▶ [Given request]: Retype the records below exactly as they appear.

▶ [The records]:
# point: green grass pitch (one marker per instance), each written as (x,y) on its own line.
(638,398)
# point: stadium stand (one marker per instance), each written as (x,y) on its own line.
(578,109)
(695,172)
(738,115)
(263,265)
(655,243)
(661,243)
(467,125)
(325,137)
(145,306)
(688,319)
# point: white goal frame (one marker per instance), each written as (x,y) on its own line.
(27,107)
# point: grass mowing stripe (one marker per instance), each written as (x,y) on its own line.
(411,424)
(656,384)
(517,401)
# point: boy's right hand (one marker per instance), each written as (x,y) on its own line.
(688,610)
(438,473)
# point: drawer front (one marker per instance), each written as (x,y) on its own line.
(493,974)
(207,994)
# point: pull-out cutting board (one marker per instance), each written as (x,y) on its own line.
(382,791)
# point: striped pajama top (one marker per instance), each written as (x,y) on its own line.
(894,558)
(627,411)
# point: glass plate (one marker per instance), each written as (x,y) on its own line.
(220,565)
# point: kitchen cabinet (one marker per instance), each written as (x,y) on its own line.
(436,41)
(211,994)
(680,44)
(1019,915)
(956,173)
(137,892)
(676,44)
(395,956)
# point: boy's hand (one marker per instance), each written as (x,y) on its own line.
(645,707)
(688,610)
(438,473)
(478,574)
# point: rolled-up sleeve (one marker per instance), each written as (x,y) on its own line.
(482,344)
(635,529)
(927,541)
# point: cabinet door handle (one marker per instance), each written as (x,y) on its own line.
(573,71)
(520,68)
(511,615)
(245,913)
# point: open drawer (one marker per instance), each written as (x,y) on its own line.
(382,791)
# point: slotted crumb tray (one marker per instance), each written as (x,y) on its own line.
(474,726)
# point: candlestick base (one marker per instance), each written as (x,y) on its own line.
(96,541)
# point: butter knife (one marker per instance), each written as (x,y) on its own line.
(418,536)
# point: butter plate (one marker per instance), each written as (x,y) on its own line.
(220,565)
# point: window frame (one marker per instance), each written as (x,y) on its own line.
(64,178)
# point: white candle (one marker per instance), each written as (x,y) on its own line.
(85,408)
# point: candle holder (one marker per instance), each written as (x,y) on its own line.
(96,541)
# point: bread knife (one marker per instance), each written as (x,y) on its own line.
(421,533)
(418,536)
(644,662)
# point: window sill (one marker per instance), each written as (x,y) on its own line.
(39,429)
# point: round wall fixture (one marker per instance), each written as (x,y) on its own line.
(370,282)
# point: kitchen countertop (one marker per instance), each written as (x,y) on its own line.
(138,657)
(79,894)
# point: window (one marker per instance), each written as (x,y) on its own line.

▶ [Correct result]:
# point: green grass pitch (one marker per instance), each written as (x,y) on its own line.
(638,398)
# point: stadium stand (one marker per instance), each written as (x,y) on its own line.
(578,109)
(695,172)
(738,115)
(263,265)
(655,243)
(661,243)
(467,125)
(325,137)
(145,306)
(688,319)
# point: white goal frame (one marker per instance), each written as (x,y) on its own line.
(27,107)
# point: grass mowing stripe (one marker per instance), each written as (x,y) on its own line.
(411,424)
(656,384)
(517,401)
# point: boy's right hand (one marker per instance), each written as (x,y) on its own line.
(688,610)
(438,473)
# point: drawer front (one marker per instance), each written as (x,y) on its own line.
(493,974)
(207,994)
# point: pull-out cutting board (one marker per instance), each written as (x,y) on its own line.
(382,791)
# point: striped pajama top (one marker per instance), each written as (x,y) on its own line.
(894,558)
(627,411)
# point: glass plate (one marker per instance), each written as (x,y) on its own line.
(220,565)
# point: kitchen cabinet (one marker per instance), each written as (x,y) on its own line.
(436,41)
(211,994)
(680,44)
(1019,915)
(956,173)
(137,892)
(676,44)
(395,956)
# point: boy's hand (one marker per instance), each written as (x,y) on its own line.
(645,707)
(688,610)
(438,473)
(478,574)
# point: rolled-up sleeve (one marker per instance), each written as (x,y) on its own line.
(482,344)
(635,529)
(927,541)
# point: cabinet door handle (one marker per instance), each written as (x,y) on its own line.
(573,71)
(520,68)
(511,615)
(245,913)
# point: open drawer (one marker per instance), each written as (x,y) on its own line.
(382,791)
# point: slotted crumb tray (one marker per instance), each written as (x,y) on its own line.
(474,726)
# point: candlestick base (one marker per instance), each written as (x,y) on its own line.
(96,541)
# point: butter knife (one marker per instance), each written as (x,y) on its own line.
(418,536)
# point: butter plate (one marker per instance), each written as (x,y) on its own line.
(220,565)
# point: window frame (one marker per instance), each written as (x,y) on its own line.
(64,178)
# point: white candle (one marker per instance), each written as (x,y) on its own line.
(85,408)
# point: candle holder (one marker per instance), each written as (x,y) on its own line.
(96,541)
# point: bread knife (one marker per instance), each written as (x,y) on its own line.
(421,533)
(418,536)
(644,662)
# point: window sill (one marker per instance), each written as (x,y) on its own line.
(39,429)
# point: round wall fixture (one marker per instance), each written as (x,y) on its own line.
(370,282)
# point: kitchen countertop (one marker per instance), each written as (x,y) on its own line.
(138,657)
(79,894)
# point: window (one marker per instance), each written as (x,y) on its own line.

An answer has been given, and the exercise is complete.